Assigned task
Repeat the whole listing below with nothing added or dropped.

Dataset extract
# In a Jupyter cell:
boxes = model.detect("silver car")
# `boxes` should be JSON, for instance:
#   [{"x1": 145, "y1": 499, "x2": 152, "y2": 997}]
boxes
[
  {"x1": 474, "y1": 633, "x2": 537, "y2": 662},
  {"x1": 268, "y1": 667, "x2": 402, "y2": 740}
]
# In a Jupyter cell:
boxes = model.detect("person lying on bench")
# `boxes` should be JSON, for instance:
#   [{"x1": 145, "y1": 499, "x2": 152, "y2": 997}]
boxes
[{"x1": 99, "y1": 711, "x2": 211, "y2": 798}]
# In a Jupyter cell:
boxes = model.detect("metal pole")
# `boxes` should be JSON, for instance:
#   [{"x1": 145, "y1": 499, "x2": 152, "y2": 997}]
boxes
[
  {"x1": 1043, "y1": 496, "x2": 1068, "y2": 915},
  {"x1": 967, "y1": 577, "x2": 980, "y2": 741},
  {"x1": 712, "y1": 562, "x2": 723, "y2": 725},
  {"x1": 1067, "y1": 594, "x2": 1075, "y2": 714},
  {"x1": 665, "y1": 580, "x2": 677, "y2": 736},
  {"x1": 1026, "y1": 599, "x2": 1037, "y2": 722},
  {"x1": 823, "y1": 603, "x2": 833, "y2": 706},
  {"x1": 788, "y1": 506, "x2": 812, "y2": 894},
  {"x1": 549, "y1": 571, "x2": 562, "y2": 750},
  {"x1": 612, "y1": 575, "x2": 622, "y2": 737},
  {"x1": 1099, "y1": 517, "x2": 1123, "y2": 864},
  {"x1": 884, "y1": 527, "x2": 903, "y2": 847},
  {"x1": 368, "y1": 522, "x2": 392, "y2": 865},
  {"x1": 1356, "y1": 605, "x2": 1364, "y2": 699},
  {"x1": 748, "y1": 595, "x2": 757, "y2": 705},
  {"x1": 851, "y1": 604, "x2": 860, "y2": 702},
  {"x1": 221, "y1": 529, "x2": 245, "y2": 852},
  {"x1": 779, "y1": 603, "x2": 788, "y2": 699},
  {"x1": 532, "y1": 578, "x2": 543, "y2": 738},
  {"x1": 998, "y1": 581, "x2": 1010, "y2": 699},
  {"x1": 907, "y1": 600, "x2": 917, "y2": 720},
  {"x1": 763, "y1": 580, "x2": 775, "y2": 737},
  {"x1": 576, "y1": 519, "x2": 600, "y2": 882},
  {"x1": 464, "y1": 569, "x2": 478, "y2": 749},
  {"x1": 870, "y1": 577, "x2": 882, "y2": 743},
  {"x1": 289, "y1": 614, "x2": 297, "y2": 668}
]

Written response
# In a Jupyter cell:
boxes = model.detect("silver car")
# `boxes` should be JSON, for instance:
#   [{"x1": 145, "y1": 499, "x2": 152, "y2": 997}]
boxes
[
  {"x1": 474, "y1": 633, "x2": 537, "y2": 662},
  {"x1": 268, "y1": 667, "x2": 402, "y2": 740}
]
# In a Jupyter cell:
boxes = model.detect("person lying on bench")
# `boxes` should be JSON, for instance:
#   [{"x1": 145, "y1": 499, "x2": 152, "y2": 997}]
boxes
[{"x1": 99, "y1": 711, "x2": 211, "y2": 798}]
# In a Jupyter cell:
boxes = model.detect("metal pole")
# `boxes` should be JSON, for instance:
#   [{"x1": 145, "y1": 499, "x2": 152, "y2": 997}]
boxes
[
  {"x1": 1043, "y1": 496, "x2": 1068, "y2": 915},
  {"x1": 967, "y1": 577, "x2": 980, "y2": 741},
  {"x1": 712, "y1": 562, "x2": 723, "y2": 725},
  {"x1": 1067, "y1": 594, "x2": 1075, "y2": 714},
  {"x1": 665, "y1": 580, "x2": 677, "y2": 736},
  {"x1": 1026, "y1": 599, "x2": 1037, "y2": 722},
  {"x1": 823, "y1": 603, "x2": 833, "y2": 706},
  {"x1": 788, "y1": 506, "x2": 812, "y2": 894},
  {"x1": 549, "y1": 571, "x2": 562, "y2": 750},
  {"x1": 612, "y1": 575, "x2": 622, "y2": 737},
  {"x1": 1099, "y1": 517, "x2": 1123, "y2": 864},
  {"x1": 884, "y1": 527, "x2": 903, "y2": 847},
  {"x1": 368, "y1": 522, "x2": 392, "y2": 865},
  {"x1": 1356, "y1": 605, "x2": 1364, "y2": 699},
  {"x1": 748, "y1": 595, "x2": 757, "y2": 705},
  {"x1": 851, "y1": 604, "x2": 860, "y2": 702},
  {"x1": 221, "y1": 529, "x2": 245, "y2": 852},
  {"x1": 779, "y1": 603, "x2": 788, "y2": 699},
  {"x1": 532, "y1": 578, "x2": 543, "y2": 738},
  {"x1": 998, "y1": 581, "x2": 1010, "y2": 699},
  {"x1": 907, "y1": 600, "x2": 917, "y2": 720},
  {"x1": 763, "y1": 580, "x2": 775, "y2": 737},
  {"x1": 576, "y1": 519, "x2": 600, "y2": 882},
  {"x1": 464, "y1": 569, "x2": 478, "y2": 749},
  {"x1": 870, "y1": 577, "x2": 882, "y2": 743},
  {"x1": 289, "y1": 614, "x2": 297, "y2": 668}
]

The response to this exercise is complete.